Your objective → From the article below on AI in the workplace, list the things the report names as the biggest barriers to AI-driven growth.

Excerpted passage →
New Delhi: Artificial intelligence has gone mainstream in the workplace, but corporate management has not. Companies across the world have poured billions into AI adoption, employees are using the technology at unprecedented rates, and productivity gains are becoming measurable. Yet much of that value risks evaporating because executives have failed to answer a simple question: what should workers do with the time AI creates?

That disconnect is the central finding of Boston Consulting Group’s latest global workplace survey. AI is no longer a technology story. It is increasingly a management story, and corporate leadership appears to be lagging the technology curve.

BCG’s AI at Work: Strategy Matters More Than Tools report, based on a survey of 11,749 employees across 14 markets and multiple industries, argues that the biggest barriers to AI-driven growth are no longer software availability or employee adoption. They are strategic clarity, organisational redesign and management capability. The report suggests that many companies are treating AI as a productivity application when the larger opportunity lies in reinventing how work itself is organised.

The headline numbers are difficult to ignore. About 74% of frontline employees now use AI regularly, up 23 percentage points from 2025. Among managers, the figure is 88%, while 93% of leaders use AI frequently. India is among the world’s leaders, with 86% of frontline employees using AI several times a week, well above the global average of 74%.

Data block →

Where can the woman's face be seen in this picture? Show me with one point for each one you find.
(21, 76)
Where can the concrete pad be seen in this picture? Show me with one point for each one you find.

The solution →
- Strategic clarity
- Organisational redesign
- Management capability